:: RECORDS FOR THIS EXERCISE ::
%%
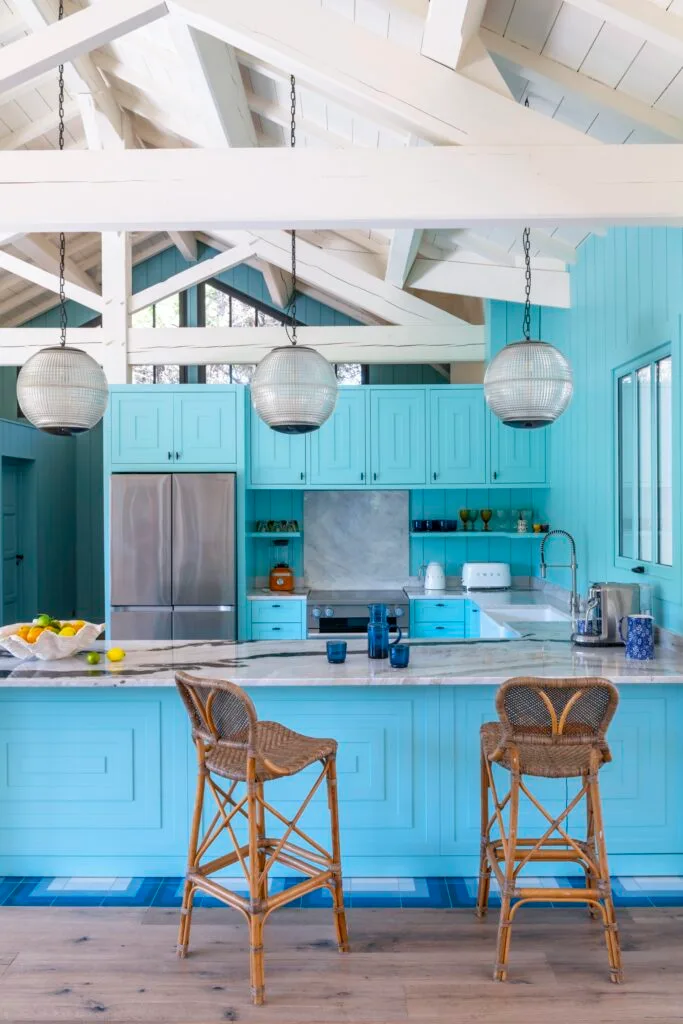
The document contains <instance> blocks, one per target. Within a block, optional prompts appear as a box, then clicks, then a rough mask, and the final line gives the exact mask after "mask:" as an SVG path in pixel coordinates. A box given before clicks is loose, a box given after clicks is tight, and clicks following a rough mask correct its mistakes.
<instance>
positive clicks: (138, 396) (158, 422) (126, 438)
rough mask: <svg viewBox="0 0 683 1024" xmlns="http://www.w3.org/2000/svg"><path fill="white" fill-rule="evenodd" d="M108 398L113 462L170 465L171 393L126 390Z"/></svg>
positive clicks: (165, 465) (172, 452) (118, 462)
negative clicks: (134, 391)
mask: <svg viewBox="0 0 683 1024" xmlns="http://www.w3.org/2000/svg"><path fill="white" fill-rule="evenodd" d="M111 400H112V410H111V416H112V463H113V465H115V466H116V465H123V464H124V463H125V464H133V465H138V466H161V465H163V466H168V465H171V464H172V463H173V460H174V453H175V449H174V446H173V440H174V438H173V395H172V394H168V393H167V394H150V393H148V392H143V391H140V393H135V392H132V391H129V392H128V393H121V394H117V393H114V394H112V399H111Z"/></svg>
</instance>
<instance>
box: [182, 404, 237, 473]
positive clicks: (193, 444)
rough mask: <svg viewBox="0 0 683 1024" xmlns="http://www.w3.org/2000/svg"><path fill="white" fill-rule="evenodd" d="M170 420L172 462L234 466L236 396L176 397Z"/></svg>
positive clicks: (236, 451)
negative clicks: (174, 445) (171, 415)
mask: <svg viewBox="0 0 683 1024" xmlns="http://www.w3.org/2000/svg"><path fill="white" fill-rule="evenodd" d="M173 418H174V431H173V434H174V443H175V447H174V452H173V454H174V461H176V462H181V463H182V464H183V465H184V464H187V463H191V464H193V465H194V466H204V465H211V466H215V465H219V464H225V465H230V466H234V465H237V463H238V438H237V431H236V424H237V418H238V396H237V394H236V392H229V393H227V394H213V393H212V392H209V393H207V392H206V391H204V393H202V394H198V393H197V392H194V393H191V394H187V395H185V394H176V395H175V397H174V401H173Z"/></svg>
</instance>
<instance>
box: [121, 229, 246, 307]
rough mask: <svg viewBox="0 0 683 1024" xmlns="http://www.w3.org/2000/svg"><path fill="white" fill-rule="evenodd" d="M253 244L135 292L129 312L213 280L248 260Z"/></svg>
mask: <svg viewBox="0 0 683 1024" xmlns="http://www.w3.org/2000/svg"><path fill="white" fill-rule="evenodd" d="M254 251H255V246H254V244H253V243H251V242H245V243H244V244H242V245H239V246H236V247H234V249H229V250H227V251H226V252H223V253H218V255H217V256H213V257H212V258H211V259H205V260H202V261H201V262H199V263H195V265H194V266H189V267H187V269H186V270H181V271H180V273H174V274H173V276H172V278H167V279H166V281H161V282H159V284H158V285H152V287H151V288H145V289H143V291H141V292H136V293H135V295H133V296H132V298H131V301H130V311H131V312H132V313H135V312H137V311H138V310H139V309H144V308H145V307H146V306H151V305H152V304H153V303H154V302H161V301H162V300H163V299H166V298H168V296H169V295H175V294H176V293H177V292H184V291H185V289H187V288H193V287H194V286H195V285H201V284H202V282H203V281H208V280H209V278H215V276H216V274H217V273H224V272H225V270H229V269H231V267H233V266H238V265H239V264H240V263H244V262H245V260H248V259H249V258H250V257H251V256H253V255H254Z"/></svg>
%%
Only the text of the records belongs in the answer; reproduce it verbatim, with no pictures.

:: ANSWER BELOW ::
The document contains <instance> blocks, one per target. Within a block, optional prompts appear as a box, then clicks, then a rough mask, and the final line gives the exact mask after "mask:" as an SVG path in pixel coordinates. A box given before clicks is loose, a box given after clicks is tight, and clicks following a rough mask correct its mistakes.
<instance>
positive clicks: (138, 396) (158, 422) (126, 438)
rough mask: <svg viewBox="0 0 683 1024" xmlns="http://www.w3.org/2000/svg"><path fill="white" fill-rule="evenodd" d="M108 398L113 462L170 465L171 393L126 390Z"/></svg>
positive clicks: (165, 465) (172, 452) (118, 462)
negative clicks: (134, 391)
mask: <svg viewBox="0 0 683 1024" xmlns="http://www.w3.org/2000/svg"><path fill="white" fill-rule="evenodd" d="M111 400H112V410H111V416H112V463H113V465H115V466H116V465H123V464H124V463H125V464H133V465H138V466H161V465H163V466H168V465H171V464H172V463H173V460H174V453H175V449H174V446H173V440H174V438H173V395H172V394H168V393H167V394H150V393H148V392H143V391H140V393H135V392H132V391H129V392H128V393H121V394H117V393H114V394H112V399H111Z"/></svg>
</instance>
<instance>
box: [182, 404, 237, 473]
positive clicks: (193, 444)
rough mask: <svg viewBox="0 0 683 1024" xmlns="http://www.w3.org/2000/svg"><path fill="white" fill-rule="evenodd" d="M170 420L172 462L234 466L236 396L176 397Z"/></svg>
positive clicks: (236, 451)
negative clicks: (174, 445) (171, 415)
mask: <svg viewBox="0 0 683 1024" xmlns="http://www.w3.org/2000/svg"><path fill="white" fill-rule="evenodd" d="M173 418H174V431H173V434H174V443H175V447H174V452H173V454H174V461H176V462H181V463H182V464H183V465H184V464H187V463H191V464H193V465H194V466H204V465H211V466H215V465H219V464H225V465H230V466H234V465H237V463H238V438H237V431H236V424H237V418H238V396H237V394H236V392H229V393H227V394H213V393H212V392H209V393H207V392H206V391H204V393H202V394H198V393H197V392H194V393H191V394H187V395H185V394H176V395H175V397H174V401H173Z"/></svg>
</instance>
<instance>
box: [121, 229, 246, 307]
rough mask: <svg viewBox="0 0 683 1024" xmlns="http://www.w3.org/2000/svg"><path fill="white" fill-rule="evenodd" d="M253 244L135 292L129 312L213 280L248 260Z"/></svg>
mask: <svg viewBox="0 0 683 1024" xmlns="http://www.w3.org/2000/svg"><path fill="white" fill-rule="evenodd" d="M254 251H255V246H254V244H253V243H251V242H245V243H244V244H242V245H239V246H236V247H234V249H229V250H227V251H226V252H223V253H218V255H217V256H213V257H212V258H211V259H205V260H202V261H201V262H199V263H195V265H194V266H189V267H187V269H186V270H181V271H180V273H174V274H173V276H172V278H167V279H166V281H161V282H159V284H158V285H152V287H151V288H145V289H143V291H141V292H136V293H135V295H133V296H132V298H131V301H130V311H131V312H132V313H135V312H137V311H138V310H139V309H144V308H145V307H146V306H151V305H152V304H153V303H154V302H161V301H162V300H163V299H166V298H168V296H169V295H175V294H176V293H177V292H184V291H185V289H187V288H193V287H194V286H195V285H201V284H202V282H203V281H208V280H209V278H215V276H216V274H217V273H224V272H225V270H229V269H231V267H233V266H238V265H239V264H240V263H244V262H245V260H248V259H249V258H250V257H251V256H253V255H254Z"/></svg>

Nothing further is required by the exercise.